Task description → Copy the following records line for line, without changing anything.

Excerpts of pointing data →
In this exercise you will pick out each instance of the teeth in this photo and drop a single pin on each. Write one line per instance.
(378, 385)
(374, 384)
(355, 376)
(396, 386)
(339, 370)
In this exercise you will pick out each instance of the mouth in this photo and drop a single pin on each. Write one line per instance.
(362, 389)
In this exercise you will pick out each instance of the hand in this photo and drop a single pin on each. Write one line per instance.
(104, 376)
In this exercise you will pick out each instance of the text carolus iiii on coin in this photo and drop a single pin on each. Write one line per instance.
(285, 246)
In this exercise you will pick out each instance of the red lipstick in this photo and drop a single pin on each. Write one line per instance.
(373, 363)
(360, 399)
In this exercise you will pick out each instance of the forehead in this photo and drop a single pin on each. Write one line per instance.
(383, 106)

Solution for this exercise →
In this exercise you will pick out each instance of the teeth in this photo and drop a single pin on each. Write one line per instance.
(378, 385)
(374, 384)
(355, 376)
(396, 386)
(339, 370)
In this exercise you will pick out each instance of the mouth in this photo and drop a single pin on each. Write one line per instance.
(362, 389)
In this exercise you will pick out each instance of the hand in this photo and drop a single pin on each. Write one line per instance.
(104, 376)
In this exercise you will pick out each instance of the text carolus iiii on coin in this photo and drop a single pin on each. Write one line per instance.
(285, 246)
In this exercise you will pick out each instance of the red lipstick in this photo and drop a single pin on each. Write one line per instance.
(373, 363)
(360, 399)
In this exercise you will pick out each instance of the forehead in this photo and drop a single pin on each. Write one line per instance.
(383, 106)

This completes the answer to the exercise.